--- start PASSAGE TO READ ---

Colby Lovell

by Lily Landreth

Rodeo and hunting are two lifestyles that often complement each other — one season picking up where the other leaves off — but Colby Lovell calls hunting his greatest weakness towards rodeo. “My biggest deal with hunting is that I love to raise dogs,” explains the professional team roper from Madisonville, Texas. “I’ve grown up with such a love for that. There’s nothing better than raising a set of puppies and seeing them grow and develop. It’s something money can’t buy, and the hard work and effort I’ve put into it has taken a lot away from my rodeoing, but it’s something that I love to do.”

--- end PASSAGE TO READ ---
--- start INFORMATION PROVIDED ---

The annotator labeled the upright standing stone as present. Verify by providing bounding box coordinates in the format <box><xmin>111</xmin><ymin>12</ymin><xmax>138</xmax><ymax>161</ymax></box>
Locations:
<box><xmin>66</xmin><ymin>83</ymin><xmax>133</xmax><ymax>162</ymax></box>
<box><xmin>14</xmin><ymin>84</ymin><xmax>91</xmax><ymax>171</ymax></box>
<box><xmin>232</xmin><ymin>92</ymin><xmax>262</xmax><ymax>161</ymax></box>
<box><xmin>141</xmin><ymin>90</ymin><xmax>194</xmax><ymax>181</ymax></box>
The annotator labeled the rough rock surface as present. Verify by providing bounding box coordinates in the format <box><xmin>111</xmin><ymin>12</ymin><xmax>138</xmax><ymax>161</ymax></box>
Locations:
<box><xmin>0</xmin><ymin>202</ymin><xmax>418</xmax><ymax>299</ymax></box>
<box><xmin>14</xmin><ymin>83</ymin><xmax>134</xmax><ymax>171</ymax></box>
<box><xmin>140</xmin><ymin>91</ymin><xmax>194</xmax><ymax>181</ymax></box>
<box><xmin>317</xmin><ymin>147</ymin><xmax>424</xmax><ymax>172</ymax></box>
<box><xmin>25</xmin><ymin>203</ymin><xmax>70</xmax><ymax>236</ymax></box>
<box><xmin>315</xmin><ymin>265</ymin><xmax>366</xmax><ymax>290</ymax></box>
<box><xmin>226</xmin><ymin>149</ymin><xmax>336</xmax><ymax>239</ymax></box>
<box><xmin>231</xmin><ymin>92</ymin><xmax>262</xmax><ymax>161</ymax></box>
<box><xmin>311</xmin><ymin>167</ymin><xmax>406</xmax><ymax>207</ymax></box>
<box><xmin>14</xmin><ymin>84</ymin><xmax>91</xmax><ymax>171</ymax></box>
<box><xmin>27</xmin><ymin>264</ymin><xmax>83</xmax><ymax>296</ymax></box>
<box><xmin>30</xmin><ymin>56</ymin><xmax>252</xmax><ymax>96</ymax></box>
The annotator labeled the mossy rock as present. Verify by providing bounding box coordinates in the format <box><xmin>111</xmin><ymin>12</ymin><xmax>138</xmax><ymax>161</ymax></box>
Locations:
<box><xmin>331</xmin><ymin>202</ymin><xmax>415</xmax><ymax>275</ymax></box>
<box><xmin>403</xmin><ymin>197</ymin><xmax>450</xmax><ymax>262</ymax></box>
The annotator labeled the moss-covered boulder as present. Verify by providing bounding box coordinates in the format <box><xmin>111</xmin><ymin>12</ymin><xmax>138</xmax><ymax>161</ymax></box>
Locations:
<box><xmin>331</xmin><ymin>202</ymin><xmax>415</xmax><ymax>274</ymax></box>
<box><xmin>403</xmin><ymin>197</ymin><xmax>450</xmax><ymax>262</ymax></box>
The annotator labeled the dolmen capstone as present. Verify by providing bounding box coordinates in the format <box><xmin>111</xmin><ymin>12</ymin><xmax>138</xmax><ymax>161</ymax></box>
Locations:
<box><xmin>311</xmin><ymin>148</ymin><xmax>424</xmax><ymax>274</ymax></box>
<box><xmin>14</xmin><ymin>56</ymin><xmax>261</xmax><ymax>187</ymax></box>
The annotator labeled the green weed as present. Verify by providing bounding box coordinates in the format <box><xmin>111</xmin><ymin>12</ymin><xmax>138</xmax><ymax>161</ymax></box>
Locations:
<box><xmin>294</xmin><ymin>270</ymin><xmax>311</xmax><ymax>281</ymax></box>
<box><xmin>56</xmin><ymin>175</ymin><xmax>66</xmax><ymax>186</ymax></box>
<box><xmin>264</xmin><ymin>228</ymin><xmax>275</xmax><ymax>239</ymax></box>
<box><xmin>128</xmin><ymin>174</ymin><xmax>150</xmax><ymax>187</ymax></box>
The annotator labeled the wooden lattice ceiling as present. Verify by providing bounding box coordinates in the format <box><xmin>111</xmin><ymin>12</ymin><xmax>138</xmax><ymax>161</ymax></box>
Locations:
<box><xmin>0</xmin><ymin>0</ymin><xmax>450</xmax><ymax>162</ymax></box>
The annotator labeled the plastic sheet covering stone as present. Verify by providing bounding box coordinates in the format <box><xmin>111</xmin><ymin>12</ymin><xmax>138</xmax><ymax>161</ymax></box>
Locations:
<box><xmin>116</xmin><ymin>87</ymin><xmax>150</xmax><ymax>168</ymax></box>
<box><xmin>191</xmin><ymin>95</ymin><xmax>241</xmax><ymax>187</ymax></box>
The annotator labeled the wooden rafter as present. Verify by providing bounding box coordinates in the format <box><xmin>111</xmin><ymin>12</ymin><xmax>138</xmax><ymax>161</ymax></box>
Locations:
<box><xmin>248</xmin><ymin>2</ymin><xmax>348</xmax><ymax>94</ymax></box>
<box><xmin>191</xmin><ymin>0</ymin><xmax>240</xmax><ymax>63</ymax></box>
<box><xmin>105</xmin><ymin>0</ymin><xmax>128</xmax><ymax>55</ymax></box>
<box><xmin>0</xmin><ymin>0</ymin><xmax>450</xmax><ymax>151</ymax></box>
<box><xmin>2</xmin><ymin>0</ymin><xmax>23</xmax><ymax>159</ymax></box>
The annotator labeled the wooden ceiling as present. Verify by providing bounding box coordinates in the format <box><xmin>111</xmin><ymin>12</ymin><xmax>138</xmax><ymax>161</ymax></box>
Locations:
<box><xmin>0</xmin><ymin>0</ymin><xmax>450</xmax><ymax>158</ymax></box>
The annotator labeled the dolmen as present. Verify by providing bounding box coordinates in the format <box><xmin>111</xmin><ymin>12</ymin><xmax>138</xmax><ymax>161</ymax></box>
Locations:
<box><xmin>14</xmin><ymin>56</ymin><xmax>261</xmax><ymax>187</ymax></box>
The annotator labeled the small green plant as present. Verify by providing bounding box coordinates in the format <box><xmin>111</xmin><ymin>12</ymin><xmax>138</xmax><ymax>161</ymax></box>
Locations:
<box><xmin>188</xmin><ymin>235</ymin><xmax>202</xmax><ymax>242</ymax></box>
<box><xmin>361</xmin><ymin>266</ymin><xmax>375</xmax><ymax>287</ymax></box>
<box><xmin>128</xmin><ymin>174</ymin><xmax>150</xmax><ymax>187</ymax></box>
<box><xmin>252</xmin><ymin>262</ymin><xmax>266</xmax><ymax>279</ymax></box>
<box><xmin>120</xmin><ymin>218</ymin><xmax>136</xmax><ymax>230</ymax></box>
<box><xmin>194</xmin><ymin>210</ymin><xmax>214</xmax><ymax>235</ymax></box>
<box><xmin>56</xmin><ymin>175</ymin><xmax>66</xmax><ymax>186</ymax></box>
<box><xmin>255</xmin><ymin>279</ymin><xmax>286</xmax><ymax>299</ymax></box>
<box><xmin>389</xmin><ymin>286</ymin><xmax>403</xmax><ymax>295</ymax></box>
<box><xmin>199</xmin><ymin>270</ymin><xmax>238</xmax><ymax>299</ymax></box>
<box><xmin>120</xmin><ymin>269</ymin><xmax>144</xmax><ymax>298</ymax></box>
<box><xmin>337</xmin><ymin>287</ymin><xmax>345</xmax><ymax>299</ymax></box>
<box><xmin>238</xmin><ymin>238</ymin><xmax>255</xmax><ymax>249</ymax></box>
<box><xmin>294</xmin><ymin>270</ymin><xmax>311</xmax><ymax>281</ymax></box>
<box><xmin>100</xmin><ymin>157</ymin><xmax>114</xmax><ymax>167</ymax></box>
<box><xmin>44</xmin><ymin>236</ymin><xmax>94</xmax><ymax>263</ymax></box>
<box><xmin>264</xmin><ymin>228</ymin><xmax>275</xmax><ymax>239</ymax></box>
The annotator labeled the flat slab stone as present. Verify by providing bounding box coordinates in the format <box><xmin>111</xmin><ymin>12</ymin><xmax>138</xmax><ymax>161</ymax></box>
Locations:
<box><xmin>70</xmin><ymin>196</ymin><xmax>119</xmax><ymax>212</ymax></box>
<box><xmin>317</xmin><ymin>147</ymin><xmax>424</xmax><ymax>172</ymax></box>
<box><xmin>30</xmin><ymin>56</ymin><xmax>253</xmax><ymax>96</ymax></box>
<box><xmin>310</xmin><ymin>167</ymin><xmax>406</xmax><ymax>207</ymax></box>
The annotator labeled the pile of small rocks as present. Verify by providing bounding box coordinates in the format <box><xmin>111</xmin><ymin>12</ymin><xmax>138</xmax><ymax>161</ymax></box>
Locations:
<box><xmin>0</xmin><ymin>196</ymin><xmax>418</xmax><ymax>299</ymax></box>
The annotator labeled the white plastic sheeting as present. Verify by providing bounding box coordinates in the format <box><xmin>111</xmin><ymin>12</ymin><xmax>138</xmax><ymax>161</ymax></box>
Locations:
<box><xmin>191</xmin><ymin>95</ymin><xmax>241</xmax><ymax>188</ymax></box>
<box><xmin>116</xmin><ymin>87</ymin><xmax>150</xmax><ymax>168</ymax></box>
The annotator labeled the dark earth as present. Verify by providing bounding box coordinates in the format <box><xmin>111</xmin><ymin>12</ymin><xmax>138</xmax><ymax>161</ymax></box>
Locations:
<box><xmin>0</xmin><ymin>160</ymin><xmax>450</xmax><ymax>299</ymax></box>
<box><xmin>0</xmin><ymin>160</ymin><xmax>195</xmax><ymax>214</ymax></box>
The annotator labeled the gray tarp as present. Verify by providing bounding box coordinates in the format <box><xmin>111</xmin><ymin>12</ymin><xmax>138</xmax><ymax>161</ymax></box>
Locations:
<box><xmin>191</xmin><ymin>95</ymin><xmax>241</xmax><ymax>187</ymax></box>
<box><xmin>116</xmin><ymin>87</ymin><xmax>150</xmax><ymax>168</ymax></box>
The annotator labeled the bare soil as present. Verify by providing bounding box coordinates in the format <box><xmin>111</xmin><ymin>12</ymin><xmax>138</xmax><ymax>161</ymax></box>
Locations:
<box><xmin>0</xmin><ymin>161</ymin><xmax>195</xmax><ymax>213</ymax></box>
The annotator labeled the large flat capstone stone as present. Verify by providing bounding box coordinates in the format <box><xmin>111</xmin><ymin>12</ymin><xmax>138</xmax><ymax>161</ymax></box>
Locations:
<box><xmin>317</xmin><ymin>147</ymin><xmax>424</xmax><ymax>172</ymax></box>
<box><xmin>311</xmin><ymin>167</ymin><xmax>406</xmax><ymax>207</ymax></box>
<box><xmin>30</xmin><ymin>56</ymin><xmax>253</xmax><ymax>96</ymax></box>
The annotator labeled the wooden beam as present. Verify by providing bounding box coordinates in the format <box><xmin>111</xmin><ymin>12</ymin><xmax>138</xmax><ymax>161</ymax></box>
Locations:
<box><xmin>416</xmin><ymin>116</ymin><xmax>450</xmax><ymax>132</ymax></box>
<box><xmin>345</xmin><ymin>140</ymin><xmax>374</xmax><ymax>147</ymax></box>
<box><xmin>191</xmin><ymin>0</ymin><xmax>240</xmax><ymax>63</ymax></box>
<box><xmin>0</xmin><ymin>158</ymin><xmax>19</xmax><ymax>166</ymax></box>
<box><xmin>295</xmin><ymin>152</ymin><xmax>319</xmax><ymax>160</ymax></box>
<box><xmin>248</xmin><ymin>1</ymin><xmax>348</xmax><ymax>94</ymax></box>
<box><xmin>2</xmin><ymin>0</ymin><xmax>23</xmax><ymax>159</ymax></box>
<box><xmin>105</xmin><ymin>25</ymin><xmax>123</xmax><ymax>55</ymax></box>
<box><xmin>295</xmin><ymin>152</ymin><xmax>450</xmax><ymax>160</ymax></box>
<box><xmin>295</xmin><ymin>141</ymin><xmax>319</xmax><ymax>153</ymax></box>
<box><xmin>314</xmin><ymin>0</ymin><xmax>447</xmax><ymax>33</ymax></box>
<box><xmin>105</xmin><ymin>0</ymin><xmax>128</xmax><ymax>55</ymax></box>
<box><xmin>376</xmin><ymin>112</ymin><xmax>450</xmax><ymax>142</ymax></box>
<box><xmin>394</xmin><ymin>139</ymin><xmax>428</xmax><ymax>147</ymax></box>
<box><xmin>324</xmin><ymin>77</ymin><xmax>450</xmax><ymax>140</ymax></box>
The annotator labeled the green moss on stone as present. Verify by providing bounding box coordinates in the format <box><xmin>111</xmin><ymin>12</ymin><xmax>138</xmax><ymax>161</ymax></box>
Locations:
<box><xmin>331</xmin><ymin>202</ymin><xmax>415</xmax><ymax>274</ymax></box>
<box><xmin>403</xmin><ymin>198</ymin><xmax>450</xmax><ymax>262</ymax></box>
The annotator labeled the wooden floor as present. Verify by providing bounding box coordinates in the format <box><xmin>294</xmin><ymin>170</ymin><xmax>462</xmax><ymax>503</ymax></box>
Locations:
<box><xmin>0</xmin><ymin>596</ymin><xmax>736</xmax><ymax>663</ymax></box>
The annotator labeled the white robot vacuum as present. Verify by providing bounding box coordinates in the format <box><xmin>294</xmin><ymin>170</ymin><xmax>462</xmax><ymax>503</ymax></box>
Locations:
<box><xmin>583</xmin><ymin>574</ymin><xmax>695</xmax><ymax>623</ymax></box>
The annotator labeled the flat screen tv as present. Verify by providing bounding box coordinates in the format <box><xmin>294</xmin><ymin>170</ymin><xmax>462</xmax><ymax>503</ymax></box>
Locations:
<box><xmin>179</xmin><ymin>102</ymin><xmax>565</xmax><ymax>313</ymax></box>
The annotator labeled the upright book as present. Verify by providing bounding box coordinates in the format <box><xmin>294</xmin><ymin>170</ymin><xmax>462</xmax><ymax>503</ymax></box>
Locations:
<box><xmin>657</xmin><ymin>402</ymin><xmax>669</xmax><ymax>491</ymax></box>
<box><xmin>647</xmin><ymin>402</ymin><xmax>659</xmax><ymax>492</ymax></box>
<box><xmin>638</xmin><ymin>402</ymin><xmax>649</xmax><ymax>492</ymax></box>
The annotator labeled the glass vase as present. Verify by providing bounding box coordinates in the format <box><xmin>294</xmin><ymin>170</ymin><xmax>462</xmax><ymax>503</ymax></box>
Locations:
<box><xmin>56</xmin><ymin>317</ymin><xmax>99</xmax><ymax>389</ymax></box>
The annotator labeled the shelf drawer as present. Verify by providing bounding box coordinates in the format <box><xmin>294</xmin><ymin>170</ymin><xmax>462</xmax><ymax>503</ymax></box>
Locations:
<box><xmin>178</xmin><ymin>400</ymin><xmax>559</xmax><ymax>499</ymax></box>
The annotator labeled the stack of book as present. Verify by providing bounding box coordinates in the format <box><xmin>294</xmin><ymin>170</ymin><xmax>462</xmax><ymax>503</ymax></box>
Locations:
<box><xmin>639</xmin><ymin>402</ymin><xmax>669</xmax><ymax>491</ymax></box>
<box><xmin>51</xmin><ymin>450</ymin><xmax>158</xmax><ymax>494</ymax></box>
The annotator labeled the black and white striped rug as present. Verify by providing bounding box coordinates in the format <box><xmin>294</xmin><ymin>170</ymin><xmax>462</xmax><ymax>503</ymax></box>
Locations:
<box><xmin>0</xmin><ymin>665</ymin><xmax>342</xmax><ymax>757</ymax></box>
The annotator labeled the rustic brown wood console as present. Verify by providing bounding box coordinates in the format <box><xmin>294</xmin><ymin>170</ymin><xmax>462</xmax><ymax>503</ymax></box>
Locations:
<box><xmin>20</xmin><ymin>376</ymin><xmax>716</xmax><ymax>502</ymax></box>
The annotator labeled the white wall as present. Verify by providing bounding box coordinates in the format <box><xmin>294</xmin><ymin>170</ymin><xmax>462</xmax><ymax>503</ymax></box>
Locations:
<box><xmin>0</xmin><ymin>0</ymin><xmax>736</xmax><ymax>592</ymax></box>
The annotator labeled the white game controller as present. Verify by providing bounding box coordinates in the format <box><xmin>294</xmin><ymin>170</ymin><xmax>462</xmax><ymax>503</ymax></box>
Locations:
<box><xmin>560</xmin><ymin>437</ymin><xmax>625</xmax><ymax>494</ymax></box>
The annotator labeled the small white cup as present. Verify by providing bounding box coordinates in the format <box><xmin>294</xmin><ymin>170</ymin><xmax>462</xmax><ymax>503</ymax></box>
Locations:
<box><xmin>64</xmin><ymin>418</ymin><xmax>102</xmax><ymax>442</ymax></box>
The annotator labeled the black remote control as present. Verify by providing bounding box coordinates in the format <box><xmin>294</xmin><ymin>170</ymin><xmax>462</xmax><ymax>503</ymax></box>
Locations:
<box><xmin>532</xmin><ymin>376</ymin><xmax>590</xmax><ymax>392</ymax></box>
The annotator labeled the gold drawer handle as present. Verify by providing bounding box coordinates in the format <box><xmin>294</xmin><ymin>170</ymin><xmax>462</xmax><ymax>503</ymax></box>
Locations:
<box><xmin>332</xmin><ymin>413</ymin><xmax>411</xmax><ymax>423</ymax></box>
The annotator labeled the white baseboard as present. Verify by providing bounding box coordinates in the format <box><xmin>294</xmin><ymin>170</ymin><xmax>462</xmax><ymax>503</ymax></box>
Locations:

--- end INFORMATION PROVIDED ---

_STATED TASK 1_.
Translate this sentence from the Colby Lovell profile into Spanish: "There’s nothing better than raising a set of puppies and seeing them grow and develop."
_STATED TASK 2_.
Pull out each line of the records that contains the word "ceiling".

_WRITTEN REPLY 1_.
No hay nada mejor que criar una camada de cachorros y verlos crecer y desarrollarse.

_WRITTEN REPLY 2_.
The annotator labeled the wooden lattice ceiling as present. Verify by providing bounding box coordinates in the format <box><xmin>111</xmin><ymin>12</ymin><xmax>138</xmax><ymax>161</ymax></box>
The annotator labeled the wooden ceiling as present. Verify by providing bounding box coordinates in the format <box><xmin>111</xmin><ymin>12</ymin><xmax>138</xmax><ymax>161</ymax></box>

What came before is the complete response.